EXERCISE INSTRUCTIONS -> Copy out, word for word, only the stretch of rows from the line containing "Where can the gloved" through the end of the rows, with both ends included.

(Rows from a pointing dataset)
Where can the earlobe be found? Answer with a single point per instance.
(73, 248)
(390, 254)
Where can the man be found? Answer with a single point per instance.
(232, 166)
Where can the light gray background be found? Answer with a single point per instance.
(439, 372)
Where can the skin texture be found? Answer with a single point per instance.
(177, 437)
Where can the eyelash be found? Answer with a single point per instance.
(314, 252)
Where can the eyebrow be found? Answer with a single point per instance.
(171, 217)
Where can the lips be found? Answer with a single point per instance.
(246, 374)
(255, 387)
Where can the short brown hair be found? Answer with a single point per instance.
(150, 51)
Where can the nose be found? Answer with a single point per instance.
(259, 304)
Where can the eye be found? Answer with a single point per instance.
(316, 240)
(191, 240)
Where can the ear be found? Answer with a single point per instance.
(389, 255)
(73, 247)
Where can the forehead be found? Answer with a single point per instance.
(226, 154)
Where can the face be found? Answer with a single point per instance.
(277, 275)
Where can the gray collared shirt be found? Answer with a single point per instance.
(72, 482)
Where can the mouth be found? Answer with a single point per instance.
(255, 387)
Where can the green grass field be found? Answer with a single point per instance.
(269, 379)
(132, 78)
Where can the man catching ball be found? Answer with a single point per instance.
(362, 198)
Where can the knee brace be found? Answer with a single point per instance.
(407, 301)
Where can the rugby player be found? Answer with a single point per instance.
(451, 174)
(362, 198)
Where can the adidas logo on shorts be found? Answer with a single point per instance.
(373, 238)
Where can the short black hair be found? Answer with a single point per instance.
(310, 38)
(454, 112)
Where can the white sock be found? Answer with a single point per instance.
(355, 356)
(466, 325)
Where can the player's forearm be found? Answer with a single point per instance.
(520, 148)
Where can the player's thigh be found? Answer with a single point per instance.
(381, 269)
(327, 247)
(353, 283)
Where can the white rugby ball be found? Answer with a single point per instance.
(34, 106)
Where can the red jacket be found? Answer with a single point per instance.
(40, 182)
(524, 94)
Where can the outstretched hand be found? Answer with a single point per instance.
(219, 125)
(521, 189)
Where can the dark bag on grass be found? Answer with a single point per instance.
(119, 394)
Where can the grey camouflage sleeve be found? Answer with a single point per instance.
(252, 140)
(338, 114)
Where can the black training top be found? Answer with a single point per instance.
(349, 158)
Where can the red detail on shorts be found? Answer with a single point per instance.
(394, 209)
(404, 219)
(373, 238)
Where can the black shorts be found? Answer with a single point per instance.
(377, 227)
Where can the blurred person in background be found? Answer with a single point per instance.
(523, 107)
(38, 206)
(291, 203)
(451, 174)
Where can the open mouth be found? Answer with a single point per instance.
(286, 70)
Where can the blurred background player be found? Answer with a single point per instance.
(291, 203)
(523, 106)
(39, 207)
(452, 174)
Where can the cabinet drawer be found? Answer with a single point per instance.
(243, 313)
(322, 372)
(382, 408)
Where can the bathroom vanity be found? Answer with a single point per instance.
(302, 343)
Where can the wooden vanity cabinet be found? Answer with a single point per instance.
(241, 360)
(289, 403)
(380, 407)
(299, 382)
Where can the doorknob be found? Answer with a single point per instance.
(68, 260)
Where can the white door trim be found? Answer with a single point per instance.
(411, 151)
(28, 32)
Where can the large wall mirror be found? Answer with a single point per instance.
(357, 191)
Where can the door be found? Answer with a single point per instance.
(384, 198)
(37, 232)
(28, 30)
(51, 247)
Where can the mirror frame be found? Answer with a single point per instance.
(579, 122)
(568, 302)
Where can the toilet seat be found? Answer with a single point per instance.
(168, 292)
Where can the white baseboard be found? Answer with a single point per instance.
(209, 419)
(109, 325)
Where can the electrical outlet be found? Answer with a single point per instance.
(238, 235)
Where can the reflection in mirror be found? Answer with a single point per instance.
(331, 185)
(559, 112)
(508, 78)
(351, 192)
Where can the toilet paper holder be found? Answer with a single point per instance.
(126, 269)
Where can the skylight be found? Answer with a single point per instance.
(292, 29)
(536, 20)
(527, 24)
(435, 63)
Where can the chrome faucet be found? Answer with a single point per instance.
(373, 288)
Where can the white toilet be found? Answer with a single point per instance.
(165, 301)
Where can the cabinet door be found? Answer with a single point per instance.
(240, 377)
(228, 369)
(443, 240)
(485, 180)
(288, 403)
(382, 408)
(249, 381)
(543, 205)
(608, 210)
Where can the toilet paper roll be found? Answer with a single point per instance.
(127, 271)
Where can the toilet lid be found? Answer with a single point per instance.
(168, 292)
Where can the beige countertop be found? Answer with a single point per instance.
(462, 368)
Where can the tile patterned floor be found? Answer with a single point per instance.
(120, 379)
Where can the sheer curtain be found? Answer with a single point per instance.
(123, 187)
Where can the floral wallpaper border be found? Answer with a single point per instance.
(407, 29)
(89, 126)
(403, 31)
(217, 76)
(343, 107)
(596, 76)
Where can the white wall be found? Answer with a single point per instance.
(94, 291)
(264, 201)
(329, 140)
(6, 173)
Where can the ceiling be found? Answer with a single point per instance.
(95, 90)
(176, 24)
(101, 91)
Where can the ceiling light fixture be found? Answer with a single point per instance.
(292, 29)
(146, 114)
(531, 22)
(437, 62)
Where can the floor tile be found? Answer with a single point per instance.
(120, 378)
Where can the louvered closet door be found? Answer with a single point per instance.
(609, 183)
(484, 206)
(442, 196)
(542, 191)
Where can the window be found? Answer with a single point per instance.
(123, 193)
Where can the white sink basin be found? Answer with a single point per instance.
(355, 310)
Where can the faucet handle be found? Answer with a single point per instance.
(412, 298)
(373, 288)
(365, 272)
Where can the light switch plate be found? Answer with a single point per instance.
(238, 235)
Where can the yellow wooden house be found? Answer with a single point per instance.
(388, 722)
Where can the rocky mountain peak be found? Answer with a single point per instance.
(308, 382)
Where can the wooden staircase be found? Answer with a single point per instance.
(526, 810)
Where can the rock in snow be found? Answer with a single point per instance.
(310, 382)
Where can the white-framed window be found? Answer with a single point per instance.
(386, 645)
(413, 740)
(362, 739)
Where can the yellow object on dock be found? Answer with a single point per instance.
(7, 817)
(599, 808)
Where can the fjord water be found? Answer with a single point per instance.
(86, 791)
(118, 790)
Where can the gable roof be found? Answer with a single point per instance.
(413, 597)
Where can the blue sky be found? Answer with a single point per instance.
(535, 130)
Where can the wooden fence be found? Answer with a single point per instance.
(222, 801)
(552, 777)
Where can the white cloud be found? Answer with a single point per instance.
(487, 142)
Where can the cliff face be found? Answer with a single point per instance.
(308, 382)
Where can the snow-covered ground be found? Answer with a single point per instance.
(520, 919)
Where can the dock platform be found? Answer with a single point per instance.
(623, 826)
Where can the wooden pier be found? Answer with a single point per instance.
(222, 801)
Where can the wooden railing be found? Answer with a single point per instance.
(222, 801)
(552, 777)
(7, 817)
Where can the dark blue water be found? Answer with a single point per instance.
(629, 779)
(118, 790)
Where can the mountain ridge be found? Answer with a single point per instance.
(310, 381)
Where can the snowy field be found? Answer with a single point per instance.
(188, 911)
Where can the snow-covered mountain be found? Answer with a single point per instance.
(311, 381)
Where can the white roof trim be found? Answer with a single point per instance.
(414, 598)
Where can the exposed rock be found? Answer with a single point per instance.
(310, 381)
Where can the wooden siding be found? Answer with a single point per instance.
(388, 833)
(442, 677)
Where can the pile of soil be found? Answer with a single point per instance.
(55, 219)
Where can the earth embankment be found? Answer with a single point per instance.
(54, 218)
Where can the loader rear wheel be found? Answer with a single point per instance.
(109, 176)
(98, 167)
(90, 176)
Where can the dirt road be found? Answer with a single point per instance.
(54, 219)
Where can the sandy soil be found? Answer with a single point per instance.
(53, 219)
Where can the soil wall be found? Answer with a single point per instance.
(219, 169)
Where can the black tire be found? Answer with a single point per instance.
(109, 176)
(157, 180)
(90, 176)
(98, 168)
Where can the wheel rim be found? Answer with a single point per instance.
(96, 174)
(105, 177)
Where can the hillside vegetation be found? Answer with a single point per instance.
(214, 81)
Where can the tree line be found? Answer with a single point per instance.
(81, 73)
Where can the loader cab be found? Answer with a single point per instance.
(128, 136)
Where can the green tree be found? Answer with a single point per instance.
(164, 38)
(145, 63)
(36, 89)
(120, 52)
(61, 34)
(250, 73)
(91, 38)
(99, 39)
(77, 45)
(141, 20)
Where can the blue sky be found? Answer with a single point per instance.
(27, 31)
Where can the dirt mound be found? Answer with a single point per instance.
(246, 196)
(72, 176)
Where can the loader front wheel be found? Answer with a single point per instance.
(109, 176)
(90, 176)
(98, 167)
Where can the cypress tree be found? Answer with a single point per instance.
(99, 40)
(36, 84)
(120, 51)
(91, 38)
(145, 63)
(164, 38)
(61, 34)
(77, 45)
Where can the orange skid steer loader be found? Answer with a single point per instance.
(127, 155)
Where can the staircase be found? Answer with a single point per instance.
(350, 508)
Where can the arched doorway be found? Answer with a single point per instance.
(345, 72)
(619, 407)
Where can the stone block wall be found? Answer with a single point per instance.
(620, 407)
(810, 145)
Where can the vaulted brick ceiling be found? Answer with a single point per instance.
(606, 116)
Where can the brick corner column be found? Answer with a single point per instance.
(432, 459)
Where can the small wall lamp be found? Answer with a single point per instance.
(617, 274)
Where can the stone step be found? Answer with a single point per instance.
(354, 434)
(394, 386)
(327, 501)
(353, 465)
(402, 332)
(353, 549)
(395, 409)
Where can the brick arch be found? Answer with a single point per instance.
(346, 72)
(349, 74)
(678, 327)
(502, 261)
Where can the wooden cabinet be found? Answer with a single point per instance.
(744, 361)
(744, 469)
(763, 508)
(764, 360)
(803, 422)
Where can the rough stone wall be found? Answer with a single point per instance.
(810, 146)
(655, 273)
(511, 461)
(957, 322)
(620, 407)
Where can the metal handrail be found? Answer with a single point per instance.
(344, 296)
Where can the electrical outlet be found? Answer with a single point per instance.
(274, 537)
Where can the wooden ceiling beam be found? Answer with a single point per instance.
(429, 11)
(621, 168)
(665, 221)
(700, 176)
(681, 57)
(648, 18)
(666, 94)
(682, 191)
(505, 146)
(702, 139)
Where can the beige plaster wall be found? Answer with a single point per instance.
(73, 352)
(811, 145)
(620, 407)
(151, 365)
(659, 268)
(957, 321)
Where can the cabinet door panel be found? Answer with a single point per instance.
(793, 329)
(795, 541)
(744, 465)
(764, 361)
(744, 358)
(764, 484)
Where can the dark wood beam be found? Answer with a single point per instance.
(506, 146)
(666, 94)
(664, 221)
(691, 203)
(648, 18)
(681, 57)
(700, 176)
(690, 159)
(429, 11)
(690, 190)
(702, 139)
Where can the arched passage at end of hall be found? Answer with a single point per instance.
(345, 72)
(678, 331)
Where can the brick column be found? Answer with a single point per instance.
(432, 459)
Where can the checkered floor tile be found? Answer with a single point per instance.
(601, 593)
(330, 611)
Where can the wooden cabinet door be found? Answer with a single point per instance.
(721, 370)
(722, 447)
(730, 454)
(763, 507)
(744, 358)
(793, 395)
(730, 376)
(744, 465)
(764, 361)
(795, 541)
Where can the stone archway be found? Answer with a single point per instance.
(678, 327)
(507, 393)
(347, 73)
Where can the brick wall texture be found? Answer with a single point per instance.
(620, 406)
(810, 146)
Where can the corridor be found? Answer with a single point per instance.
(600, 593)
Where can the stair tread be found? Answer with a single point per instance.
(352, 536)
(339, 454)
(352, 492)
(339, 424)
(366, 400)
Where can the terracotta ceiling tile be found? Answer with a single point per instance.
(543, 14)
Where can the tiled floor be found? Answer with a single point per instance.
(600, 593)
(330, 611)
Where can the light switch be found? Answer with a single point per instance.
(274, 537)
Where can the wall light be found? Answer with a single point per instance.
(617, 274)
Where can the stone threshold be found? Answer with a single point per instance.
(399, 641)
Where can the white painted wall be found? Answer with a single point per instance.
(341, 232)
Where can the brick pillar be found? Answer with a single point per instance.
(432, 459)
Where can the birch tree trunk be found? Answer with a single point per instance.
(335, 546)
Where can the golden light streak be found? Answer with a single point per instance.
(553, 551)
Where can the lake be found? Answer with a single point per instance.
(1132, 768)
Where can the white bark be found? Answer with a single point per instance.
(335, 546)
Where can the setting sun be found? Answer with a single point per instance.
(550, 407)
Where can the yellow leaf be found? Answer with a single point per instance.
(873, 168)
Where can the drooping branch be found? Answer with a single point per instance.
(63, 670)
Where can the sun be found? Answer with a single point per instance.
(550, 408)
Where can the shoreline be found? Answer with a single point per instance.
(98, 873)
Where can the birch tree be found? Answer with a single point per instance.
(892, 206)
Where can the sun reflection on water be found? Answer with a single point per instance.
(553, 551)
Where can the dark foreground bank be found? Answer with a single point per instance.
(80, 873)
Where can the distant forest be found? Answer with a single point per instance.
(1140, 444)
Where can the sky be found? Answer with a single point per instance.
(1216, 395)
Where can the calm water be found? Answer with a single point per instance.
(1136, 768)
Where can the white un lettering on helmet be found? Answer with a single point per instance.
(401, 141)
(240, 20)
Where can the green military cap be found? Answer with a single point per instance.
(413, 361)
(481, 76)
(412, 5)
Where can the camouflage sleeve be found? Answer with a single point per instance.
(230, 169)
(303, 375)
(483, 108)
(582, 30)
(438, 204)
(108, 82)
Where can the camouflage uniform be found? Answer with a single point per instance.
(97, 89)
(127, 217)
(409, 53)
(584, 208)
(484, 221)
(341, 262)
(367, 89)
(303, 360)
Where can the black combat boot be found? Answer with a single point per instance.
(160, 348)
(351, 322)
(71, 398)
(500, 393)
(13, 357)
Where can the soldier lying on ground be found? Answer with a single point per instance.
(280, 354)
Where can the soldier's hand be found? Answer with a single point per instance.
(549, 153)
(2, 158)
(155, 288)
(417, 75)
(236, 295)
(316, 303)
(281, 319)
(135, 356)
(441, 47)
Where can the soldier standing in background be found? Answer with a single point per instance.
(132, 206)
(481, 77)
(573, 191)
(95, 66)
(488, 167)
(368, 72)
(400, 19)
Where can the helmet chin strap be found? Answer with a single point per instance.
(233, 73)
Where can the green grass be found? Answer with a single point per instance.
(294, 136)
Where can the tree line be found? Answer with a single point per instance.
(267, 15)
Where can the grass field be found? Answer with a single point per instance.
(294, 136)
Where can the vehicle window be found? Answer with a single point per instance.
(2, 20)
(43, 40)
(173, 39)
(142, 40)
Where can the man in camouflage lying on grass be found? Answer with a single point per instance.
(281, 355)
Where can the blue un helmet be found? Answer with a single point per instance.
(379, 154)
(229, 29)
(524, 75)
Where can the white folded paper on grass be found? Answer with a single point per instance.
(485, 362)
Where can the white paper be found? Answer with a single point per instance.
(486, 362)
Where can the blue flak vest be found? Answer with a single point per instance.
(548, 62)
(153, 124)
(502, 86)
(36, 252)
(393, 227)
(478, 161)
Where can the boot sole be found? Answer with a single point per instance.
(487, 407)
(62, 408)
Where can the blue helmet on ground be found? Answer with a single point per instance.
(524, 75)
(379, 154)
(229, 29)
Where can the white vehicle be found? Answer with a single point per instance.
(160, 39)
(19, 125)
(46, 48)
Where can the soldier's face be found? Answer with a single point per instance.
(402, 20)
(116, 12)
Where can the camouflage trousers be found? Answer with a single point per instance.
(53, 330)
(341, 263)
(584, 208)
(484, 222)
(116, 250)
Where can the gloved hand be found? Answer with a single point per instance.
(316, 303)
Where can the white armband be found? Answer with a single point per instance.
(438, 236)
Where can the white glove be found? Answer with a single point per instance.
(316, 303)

RESULT OF THE TASK ->
Where can the gloved hand be found? Answer with a single point per instance.
(316, 303)
Where can the white armband be found? Answer with a single point per instance.
(438, 236)
Where can the white glove be found? Answer with a single point per instance.
(316, 303)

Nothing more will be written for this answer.